Copy all of the rows below verbatim, line for line.

┌─ Data provided

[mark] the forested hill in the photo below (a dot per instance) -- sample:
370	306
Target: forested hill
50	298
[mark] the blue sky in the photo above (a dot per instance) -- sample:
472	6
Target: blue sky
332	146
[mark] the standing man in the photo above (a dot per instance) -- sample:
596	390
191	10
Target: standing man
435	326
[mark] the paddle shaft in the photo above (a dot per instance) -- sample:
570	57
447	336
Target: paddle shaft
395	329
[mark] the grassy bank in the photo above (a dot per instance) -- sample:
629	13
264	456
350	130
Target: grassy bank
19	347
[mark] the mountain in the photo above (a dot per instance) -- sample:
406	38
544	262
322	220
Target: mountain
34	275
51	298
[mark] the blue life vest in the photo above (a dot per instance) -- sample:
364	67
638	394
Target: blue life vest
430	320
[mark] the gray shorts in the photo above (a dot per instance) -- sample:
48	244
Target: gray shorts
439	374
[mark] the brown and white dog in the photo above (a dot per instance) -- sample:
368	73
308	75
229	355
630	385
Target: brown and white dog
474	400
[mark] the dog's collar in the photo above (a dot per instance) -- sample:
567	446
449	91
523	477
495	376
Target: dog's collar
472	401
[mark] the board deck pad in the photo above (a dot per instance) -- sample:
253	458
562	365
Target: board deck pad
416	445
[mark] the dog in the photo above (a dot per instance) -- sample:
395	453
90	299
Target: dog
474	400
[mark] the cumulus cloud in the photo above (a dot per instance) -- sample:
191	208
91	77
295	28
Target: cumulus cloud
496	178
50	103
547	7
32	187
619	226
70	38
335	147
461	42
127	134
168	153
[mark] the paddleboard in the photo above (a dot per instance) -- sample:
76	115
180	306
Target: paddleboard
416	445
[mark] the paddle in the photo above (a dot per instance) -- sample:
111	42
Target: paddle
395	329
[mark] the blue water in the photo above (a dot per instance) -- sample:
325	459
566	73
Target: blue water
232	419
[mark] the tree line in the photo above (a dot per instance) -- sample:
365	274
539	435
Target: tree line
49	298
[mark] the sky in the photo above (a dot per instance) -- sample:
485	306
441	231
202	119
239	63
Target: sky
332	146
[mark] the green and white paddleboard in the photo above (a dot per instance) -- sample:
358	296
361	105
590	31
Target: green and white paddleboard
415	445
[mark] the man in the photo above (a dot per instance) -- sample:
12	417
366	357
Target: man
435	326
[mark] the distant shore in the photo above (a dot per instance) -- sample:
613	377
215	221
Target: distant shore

└─

▶ [The answer]
[mark] the forested hill in the photo below (a dot per instance) -- sample:
370	306
Target: forested hill
50	298
[mark] the blue sky in the photo above (a dot per instance) -- sample:
472	6
Target: blue sky
332	146
[mark] the standing man in the photo above (a dot per instance) -- sample:
596	390
191	10
Target: standing man
435	326
[mark] the paddle shaft in the photo above (a dot per instance) -- sample:
570	57
447	336
Target: paddle shaft
395	329
[mark] the grassy bank in the photo above (a dot per instance) -- sample:
629	13
264	456
350	130
Target: grassy bank
19	347
[mark] the mountain in the photo above (a dot per instance) -- sample:
406	38
544	262
322	220
Target: mountain
34	275
51	298
[mark] the blue life vest in the photo above (a dot per instance) -- sample:
364	67
638	394
Target: blue life vest
430	320
[mark] the gray shorts in the photo above (a dot per instance) -- sample:
48	244
Target: gray shorts
439	374
[mark] the brown and white dog in the photo above (a dot per instance) -- sample:
368	73
308	75
229	355
630	385
Target: brown and white dog
474	400
[mark] the dog's collar in the photo above (a dot per instance) -- sample:
567	446
449	91
523	477
495	376
Target: dog's collar
472	401
[mark] the board deck pad in the photo above (a dot per instance) -- sample:
253	458
562	365
Target: board deck pad
416	445
[mark] the dog in the photo above (a dot per instance) -- sample:
395	453
90	299
Target: dog
474	400
[mark] the cumulus cloud in the photo above (a dot per instance) -- sample:
191	208
91	77
295	28
Target: cumulus cloud
496	178
50	103
547	7
32	187
619	226
70	38
335	147
461	42
127	134
168	153
[mark] the paddleboard in the photo above (a dot per instance) -- sample:
76	115
180	306
Target: paddleboard
416	445
[mark] the paddle in the photo above (a dot per instance) -- sample:
111	42
Target: paddle
395	329
[mark] the blue water in the photo above (a dot per instance) -- sample:
325	459
566	73
Target: blue water
232	419
[mark] the tree line in the photo above (a dot per instance) -- sample:
365	274
539	435
Target: tree line
49	298
[mark] the sky in the photo above (a dot per instance) -- sample:
485	306
441	231
202	119
239	63
Target: sky
332	146
[mark] the green and white paddleboard in the photo above (a dot per instance) -- sample:
358	296
361	105
590	31
Target: green and white paddleboard
415	445
[mark] the man in the photo above (a dot per instance) -- sample:
12	417
366	357
Target: man
435	326
[mark] the distant shore in the photo above (a dot per instance) -- sample:
613	377
215	221
Target: distant shore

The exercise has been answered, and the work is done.